All of the entries must be reproduced exactly, with no images carried over.

━━━━━ Material to process ━━━━━

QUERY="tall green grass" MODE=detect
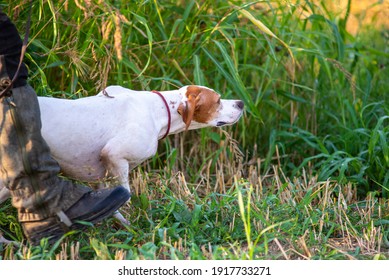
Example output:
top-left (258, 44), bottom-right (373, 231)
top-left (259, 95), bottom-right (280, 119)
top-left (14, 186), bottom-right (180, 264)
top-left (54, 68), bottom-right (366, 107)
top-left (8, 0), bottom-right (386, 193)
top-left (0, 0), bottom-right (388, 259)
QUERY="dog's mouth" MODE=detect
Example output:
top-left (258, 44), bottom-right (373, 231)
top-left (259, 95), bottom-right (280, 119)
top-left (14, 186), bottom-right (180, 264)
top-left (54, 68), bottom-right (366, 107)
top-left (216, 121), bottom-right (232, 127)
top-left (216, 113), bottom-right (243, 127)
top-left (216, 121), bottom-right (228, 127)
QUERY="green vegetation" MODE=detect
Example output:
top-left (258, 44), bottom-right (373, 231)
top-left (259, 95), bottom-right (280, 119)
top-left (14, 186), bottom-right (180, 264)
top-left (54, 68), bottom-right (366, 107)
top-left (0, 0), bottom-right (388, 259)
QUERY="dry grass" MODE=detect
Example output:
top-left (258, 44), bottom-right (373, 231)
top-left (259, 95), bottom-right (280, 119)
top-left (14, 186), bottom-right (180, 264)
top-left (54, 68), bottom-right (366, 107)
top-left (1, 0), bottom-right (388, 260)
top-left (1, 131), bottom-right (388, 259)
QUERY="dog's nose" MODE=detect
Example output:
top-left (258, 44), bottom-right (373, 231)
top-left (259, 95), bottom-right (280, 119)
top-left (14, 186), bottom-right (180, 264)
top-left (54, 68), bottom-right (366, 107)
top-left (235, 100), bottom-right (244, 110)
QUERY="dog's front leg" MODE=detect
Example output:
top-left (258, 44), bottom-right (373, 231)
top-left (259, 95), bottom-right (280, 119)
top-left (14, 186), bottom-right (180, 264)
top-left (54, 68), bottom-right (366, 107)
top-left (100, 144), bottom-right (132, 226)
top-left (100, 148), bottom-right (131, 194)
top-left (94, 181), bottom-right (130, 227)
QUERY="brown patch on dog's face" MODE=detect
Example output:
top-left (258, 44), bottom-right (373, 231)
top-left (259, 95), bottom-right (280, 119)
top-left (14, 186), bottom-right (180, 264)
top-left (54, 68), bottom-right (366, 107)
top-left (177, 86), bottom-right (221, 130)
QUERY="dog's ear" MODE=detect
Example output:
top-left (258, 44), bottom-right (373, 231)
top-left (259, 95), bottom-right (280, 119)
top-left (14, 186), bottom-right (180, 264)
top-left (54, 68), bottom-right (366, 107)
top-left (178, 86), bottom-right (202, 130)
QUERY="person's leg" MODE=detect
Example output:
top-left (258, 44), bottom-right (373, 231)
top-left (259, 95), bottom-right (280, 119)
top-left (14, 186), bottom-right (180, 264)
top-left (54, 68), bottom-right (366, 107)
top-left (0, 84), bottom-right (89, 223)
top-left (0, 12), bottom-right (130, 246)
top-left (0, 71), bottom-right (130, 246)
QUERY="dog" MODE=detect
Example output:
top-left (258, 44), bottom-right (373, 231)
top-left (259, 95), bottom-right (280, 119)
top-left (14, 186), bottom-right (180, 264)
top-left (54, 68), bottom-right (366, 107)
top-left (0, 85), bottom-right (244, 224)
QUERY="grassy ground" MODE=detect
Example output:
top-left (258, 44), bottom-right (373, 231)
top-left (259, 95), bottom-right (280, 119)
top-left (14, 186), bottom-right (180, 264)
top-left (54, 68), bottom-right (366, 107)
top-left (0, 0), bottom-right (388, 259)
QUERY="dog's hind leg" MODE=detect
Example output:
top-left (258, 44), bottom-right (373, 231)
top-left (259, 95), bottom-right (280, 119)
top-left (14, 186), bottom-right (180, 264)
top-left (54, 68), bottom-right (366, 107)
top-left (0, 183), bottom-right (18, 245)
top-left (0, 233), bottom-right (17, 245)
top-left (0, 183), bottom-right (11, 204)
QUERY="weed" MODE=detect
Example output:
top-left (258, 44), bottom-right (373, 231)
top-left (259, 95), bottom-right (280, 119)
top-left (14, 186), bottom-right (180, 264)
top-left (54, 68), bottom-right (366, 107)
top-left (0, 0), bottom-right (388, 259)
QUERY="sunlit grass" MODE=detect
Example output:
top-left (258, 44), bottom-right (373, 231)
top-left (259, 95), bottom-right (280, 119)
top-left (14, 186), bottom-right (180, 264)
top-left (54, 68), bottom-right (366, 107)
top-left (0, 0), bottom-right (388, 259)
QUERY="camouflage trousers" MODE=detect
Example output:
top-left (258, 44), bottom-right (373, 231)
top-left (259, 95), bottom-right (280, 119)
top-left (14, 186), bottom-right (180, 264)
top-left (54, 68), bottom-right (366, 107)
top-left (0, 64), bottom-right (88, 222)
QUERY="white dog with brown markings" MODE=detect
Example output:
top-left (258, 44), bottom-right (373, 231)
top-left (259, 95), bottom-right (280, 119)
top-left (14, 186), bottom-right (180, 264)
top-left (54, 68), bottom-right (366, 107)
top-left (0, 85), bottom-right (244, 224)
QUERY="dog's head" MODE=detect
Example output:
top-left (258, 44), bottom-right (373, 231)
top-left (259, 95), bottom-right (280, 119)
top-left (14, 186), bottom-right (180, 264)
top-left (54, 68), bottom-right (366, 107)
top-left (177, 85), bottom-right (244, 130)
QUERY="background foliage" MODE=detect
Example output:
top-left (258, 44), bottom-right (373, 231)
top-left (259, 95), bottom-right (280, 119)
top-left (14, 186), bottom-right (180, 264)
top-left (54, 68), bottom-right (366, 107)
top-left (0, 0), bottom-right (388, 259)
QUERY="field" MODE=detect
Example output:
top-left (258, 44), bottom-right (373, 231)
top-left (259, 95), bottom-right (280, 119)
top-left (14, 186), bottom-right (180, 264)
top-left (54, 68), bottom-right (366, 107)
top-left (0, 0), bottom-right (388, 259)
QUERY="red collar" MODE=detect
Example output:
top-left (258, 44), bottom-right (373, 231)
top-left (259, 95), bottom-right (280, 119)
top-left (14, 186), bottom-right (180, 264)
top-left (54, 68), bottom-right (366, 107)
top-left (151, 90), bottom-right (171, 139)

━━━━━

* Response to this task:
QUERY="tall green grass" MODE=detect
Example output:
top-left (258, 44), bottom-right (373, 231)
top-left (259, 95), bottom-right (280, 119)
top-left (14, 186), bottom-right (180, 264)
top-left (54, 68), bottom-right (366, 107)
top-left (8, 0), bottom-right (386, 193)
top-left (0, 0), bottom-right (388, 259)
QUERY="dog's mouth" MODE=detect
Example output:
top-left (258, 44), bottom-right (373, 231)
top-left (259, 95), bottom-right (280, 119)
top-left (14, 186), bottom-right (180, 264)
top-left (54, 68), bottom-right (366, 107)
top-left (216, 121), bottom-right (232, 127)
top-left (216, 113), bottom-right (243, 127)
top-left (216, 121), bottom-right (228, 127)
QUERY="green vegetation" MODE=detect
Example output:
top-left (258, 44), bottom-right (373, 231)
top-left (259, 95), bottom-right (280, 119)
top-left (14, 186), bottom-right (180, 264)
top-left (54, 68), bottom-right (366, 107)
top-left (0, 0), bottom-right (388, 259)
QUERY="dry grass" MODE=detect
Example output:
top-left (258, 44), bottom-right (373, 231)
top-left (259, 95), bottom-right (280, 119)
top-left (14, 186), bottom-right (180, 264)
top-left (54, 68), bottom-right (366, 107)
top-left (1, 0), bottom-right (388, 260)
top-left (1, 131), bottom-right (388, 259)
QUERY="dog's nose" MODE=detect
Example output:
top-left (258, 44), bottom-right (373, 231)
top-left (259, 95), bottom-right (280, 119)
top-left (14, 186), bottom-right (180, 264)
top-left (54, 68), bottom-right (366, 107)
top-left (235, 100), bottom-right (244, 110)
QUERY="dog's front leg" MODE=detect
Example output:
top-left (258, 44), bottom-right (373, 231)
top-left (259, 95), bottom-right (280, 119)
top-left (14, 186), bottom-right (180, 264)
top-left (54, 68), bottom-right (366, 107)
top-left (100, 144), bottom-right (132, 226)
top-left (100, 148), bottom-right (131, 194)
top-left (94, 181), bottom-right (130, 227)
QUERY="brown patch on dog's face" MODE=detect
Example output:
top-left (258, 44), bottom-right (373, 231)
top-left (259, 95), bottom-right (280, 119)
top-left (14, 186), bottom-right (180, 264)
top-left (54, 68), bottom-right (366, 107)
top-left (177, 86), bottom-right (221, 130)
QUERY="dog's ear" MODE=detect
Example output:
top-left (258, 44), bottom-right (373, 231)
top-left (259, 95), bottom-right (280, 119)
top-left (14, 186), bottom-right (180, 264)
top-left (54, 68), bottom-right (366, 107)
top-left (178, 86), bottom-right (202, 130)
QUERY="person's leg" MODE=detect
Example output:
top-left (258, 44), bottom-right (373, 231)
top-left (259, 95), bottom-right (280, 119)
top-left (14, 186), bottom-right (180, 264)
top-left (54, 68), bottom-right (366, 107)
top-left (0, 84), bottom-right (89, 223)
top-left (0, 12), bottom-right (130, 246)
top-left (0, 71), bottom-right (130, 246)
QUERY="dog" MODE=detect
Example output:
top-left (258, 44), bottom-right (373, 231)
top-left (259, 95), bottom-right (280, 119)
top-left (14, 186), bottom-right (180, 264)
top-left (54, 68), bottom-right (366, 107)
top-left (0, 85), bottom-right (244, 224)
QUERY="grassy ground" MODE=detect
Example output:
top-left (258, 44), bottom-right (373, 231)
top-left (259, 95), bottom-right (280, 119)
top-left (14, 186), bottom-right (180, 264)
top-left (54, 68), bottom-right (366, 107)
top-left (0, 0), bottom-right (388, 259)
QUERY="dog's hind leg" MODE=detect
Example output:
top-left (258, 44), bottom-right (373, 231)
top-left (259, 95), bottom-right (280, 119)
top-left (14, 186), bottom-right (180, 264)
top-left (54, 68), bottom-right (366, 107)
top-left (0, 183), bottom-right (18, 245)
top-left (0, 233), bottom-right (17, 245)
top-left (0, 183), bottom-right (11, 204)
QUERY="weed" MODE=detect
Example output:
top-left (258, 44), bottom-right (373, 231)
top-left (259, 95), bottom-right (280, 119)
top-left (14, 186), bottom-right (180, 264)
top-left (54, 68), bottom-right (366, 107)
top-left (0, 0), bottom-right (388, 259)
QUERY="sunlit grass" MODE=detect
Example output:
top-left (258, 44), bottom-right (373, 231)
top-left (259, 95), bottom-right (280, 119)
top-left (14, 186), bottom-right (180, 264)
top-left (54, 68), bottom-right (366, 107)
top-left (0, 0), bottom-right (388, 259)
QUERY="camouflage trousers" MODE=detect
Example output:
top-left (258, 44), bottom-right (373, 231)
top-left (259, 95), bottom-right (280, 119)
top-left (14, 186), bottom-right (180, 264)
top-left (54, 68), bottom-right (366, 107)
top-left (0, 64), bottom-right (88, 222)
QUERY="white dog with brown markings" MODE=detect
Example output:
top-left (258, 44), bottom-right (373, 231)
top-left (259, 95), bottom-right (280, 119)
top-left (14, 186), bottom-right (180, 264)
top-left (54, 68), bottom-right (366, 107)
top-left (0, 85), bottom-right (244, 224)
QUERY="dog's head" MODE=detect
Example output:
top-left (258, 44), bottom-right (373, 231)
top-left (259, 95), bottom-right (280, 119)
top-left (14, 186), bottom-right (180, 264)
top-left (54, 68), bottom-right (366, 107)
top-left (177, 85), bottom-right (244, 130)
QUERY="background foliage" MODE=detect
Example output:
top-left (258, 44), bottom-right (373, 231)
top-left (259, 95), bottom-right (280, 119)
top-left (14, 186), bottom-right (180, 264)
top-left (54, 68), bottom-right (366, 107)
top-left (0, 0), bottom-right (388, 259)
QUERY="field" MODE=detect
Example output:
top-left (258, 44), bottom-right (373, 231)
top-left (259, 95), bottom-right (280, 119)
top-left (14, 186), bottom-right (180, 264)
top-left (54, 68), bottom-right (366, 107)
top-left (0, 0), bottom-right (388, 259)
QUERY="red collar" MODE=detect
Example output:
top-left (258, 44), bottom-right (373, 231)
top-left (259, 95), bottom-right (280, 119)
top-left (14, 186), bottom-right (180, 264)
top-left (54, 68), bottom-right (366, 107)
top-left (151, 90), bottom-right (171, 139)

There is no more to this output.